## Stated task
Convert the records beginning with the line that contains "QA review pass — verify and re-annotate all instances of man's" and continuing through the line that contains "[[172, 329, 315, 490], [220, 329, 315, 454]]" into a two-column CSV with headers input and output. Use one row per record, with the record text in input and its answer in output, each in a single quoted field with line breaks replaced by spaces.

****************

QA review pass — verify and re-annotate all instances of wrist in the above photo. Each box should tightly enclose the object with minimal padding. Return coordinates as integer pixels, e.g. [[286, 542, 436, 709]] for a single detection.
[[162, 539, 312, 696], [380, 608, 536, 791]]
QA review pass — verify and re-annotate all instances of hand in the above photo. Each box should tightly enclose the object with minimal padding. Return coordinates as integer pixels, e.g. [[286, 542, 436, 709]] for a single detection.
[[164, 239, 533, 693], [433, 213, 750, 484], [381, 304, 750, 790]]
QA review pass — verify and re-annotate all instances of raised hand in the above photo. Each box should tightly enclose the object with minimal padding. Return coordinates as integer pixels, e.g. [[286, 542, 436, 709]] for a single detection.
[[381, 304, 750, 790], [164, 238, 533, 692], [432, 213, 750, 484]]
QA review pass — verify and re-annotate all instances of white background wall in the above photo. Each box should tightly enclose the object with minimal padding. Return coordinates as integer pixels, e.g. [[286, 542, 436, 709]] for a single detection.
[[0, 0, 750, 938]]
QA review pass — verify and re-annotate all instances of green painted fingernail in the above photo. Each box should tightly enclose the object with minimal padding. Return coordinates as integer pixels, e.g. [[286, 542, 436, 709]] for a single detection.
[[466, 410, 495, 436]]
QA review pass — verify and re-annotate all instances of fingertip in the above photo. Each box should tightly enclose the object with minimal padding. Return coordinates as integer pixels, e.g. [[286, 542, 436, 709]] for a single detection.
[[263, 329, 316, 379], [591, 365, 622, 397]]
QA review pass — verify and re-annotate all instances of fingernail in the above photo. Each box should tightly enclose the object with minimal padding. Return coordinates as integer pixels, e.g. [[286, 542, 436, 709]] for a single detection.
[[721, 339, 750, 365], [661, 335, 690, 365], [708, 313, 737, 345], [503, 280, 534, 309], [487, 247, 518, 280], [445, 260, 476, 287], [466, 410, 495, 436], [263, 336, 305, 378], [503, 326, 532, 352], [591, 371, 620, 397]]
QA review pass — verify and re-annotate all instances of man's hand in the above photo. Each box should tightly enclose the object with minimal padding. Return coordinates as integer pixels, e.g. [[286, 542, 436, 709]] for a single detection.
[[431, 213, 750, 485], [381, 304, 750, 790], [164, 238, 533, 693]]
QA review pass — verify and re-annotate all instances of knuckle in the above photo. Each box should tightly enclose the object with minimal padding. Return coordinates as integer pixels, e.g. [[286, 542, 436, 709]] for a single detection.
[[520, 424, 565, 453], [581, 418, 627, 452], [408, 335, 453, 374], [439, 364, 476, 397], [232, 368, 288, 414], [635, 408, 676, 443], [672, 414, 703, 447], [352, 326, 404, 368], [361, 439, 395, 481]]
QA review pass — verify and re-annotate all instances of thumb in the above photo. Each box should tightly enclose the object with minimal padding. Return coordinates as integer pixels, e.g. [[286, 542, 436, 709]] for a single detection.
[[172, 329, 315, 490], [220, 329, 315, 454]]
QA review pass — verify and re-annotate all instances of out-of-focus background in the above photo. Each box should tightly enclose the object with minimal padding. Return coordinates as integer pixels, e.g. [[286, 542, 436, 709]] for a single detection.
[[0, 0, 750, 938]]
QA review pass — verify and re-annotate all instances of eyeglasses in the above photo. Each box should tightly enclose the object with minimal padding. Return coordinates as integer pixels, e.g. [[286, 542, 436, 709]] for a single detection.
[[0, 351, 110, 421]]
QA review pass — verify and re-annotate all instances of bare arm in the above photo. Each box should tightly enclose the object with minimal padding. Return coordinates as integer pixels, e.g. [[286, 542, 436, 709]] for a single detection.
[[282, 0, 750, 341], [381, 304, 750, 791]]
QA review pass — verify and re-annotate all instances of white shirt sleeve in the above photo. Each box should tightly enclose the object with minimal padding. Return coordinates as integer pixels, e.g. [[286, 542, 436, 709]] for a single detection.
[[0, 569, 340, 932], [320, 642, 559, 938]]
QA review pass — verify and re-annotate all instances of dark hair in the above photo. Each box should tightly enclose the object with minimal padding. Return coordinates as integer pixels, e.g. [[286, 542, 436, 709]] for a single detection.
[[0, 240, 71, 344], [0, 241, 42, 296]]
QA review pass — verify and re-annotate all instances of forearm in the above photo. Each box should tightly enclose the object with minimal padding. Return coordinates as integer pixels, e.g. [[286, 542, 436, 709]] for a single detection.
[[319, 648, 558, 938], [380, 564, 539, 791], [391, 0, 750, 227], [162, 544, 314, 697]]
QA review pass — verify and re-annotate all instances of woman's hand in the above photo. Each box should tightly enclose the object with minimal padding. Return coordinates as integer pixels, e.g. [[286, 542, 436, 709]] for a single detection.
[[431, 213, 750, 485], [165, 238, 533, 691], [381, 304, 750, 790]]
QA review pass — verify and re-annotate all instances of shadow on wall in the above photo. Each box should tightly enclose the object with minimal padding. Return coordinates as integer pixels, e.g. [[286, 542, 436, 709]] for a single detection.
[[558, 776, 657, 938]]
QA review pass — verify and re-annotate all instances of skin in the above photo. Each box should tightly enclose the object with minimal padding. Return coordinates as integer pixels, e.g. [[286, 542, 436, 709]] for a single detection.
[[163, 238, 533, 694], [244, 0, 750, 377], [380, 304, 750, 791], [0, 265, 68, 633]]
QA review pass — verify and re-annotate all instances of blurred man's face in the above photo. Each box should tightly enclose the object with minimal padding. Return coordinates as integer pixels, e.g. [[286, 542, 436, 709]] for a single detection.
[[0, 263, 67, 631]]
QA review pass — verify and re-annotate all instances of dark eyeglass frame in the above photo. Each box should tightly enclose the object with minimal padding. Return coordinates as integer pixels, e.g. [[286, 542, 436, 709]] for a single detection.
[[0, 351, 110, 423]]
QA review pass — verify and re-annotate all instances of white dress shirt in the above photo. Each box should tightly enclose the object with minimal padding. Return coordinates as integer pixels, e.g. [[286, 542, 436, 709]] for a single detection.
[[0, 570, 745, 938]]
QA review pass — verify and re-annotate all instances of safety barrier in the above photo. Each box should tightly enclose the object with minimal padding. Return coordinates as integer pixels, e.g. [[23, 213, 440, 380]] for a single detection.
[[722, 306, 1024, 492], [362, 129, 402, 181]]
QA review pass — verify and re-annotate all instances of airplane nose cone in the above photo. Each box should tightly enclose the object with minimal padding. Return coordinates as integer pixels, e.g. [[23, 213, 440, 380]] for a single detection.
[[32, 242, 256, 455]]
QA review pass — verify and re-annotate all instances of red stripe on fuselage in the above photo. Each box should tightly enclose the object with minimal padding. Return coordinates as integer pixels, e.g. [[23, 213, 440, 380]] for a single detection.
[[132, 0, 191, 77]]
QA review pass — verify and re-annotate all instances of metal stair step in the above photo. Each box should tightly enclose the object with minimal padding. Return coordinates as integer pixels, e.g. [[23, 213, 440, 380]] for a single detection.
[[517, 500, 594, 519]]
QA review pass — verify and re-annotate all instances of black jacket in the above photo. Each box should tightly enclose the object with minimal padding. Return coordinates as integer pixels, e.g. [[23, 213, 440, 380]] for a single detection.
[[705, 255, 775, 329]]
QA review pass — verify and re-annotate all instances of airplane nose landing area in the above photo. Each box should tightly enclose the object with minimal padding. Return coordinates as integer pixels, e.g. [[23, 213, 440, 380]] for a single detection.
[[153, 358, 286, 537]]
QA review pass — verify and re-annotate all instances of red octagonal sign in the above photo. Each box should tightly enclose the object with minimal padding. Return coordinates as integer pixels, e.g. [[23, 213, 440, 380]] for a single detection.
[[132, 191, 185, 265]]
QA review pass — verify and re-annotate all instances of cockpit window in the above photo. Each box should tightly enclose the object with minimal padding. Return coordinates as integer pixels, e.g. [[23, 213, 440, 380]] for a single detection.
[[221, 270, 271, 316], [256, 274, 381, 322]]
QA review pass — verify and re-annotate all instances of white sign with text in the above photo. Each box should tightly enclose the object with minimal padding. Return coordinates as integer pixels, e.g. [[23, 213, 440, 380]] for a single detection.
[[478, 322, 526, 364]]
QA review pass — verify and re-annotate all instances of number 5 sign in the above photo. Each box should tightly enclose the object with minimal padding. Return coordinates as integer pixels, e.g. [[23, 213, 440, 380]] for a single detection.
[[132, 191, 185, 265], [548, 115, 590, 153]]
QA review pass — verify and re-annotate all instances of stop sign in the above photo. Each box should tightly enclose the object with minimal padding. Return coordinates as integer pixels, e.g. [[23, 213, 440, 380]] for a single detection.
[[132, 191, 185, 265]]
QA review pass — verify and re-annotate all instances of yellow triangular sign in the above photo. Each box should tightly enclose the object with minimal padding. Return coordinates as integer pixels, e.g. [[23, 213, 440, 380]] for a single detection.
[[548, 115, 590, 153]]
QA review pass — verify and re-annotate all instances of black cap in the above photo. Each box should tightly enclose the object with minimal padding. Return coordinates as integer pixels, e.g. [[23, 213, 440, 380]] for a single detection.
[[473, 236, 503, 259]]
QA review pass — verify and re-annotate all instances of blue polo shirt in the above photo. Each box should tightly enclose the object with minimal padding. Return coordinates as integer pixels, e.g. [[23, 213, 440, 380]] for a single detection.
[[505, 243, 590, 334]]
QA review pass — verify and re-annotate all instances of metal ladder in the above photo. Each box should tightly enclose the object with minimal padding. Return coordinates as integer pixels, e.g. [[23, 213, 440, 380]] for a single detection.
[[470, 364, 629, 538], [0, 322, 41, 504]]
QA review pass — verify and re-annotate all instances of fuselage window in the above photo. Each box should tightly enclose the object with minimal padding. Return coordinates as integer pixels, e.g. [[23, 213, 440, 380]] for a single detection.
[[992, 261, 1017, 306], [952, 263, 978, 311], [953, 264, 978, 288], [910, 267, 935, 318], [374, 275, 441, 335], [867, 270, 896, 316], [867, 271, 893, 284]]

****************

## Answer below
input,output
"QA review pass — verify and re-annotate all instances of man's hand in the above photo. Each box should tightly enclose the object with minimal padding. Return coordinates as integer pixels, e.g. [[286, 542, 436, 709]] for a single detection.","[[431, 213, 750, 485], [381, 304, 750, 790], [164, 238, 533, 693]]"
"QA review pass — verify and re-annotate all instances of knuckle in the above photo. Each box should tightly enclose the object with minimal padding. Return coordinates as integer pixels, e.g. [[286, 542, 436, 709]] for a single detection.","[[520, 424, 565, 453], [581, 418, 627, 452], [408, 335, 453, 374], [439, 364, 476, 397], [232, 368, 288, 414], [635, 408, 676, 443], [672, 414, 703, 447], [352, 326, 404, 368], [361, 439, 395, 481]]"
"QA review pass — verify and re-annotate all instances of thumb in the above photo. Each box should tightly enclose the object with minimal padding. Return coordinates as integer pixels, e.g. [[286, 542, 436, 709]] for a single detection.","[[172, 329, 315, 490], [220, 329, 315, 454]]"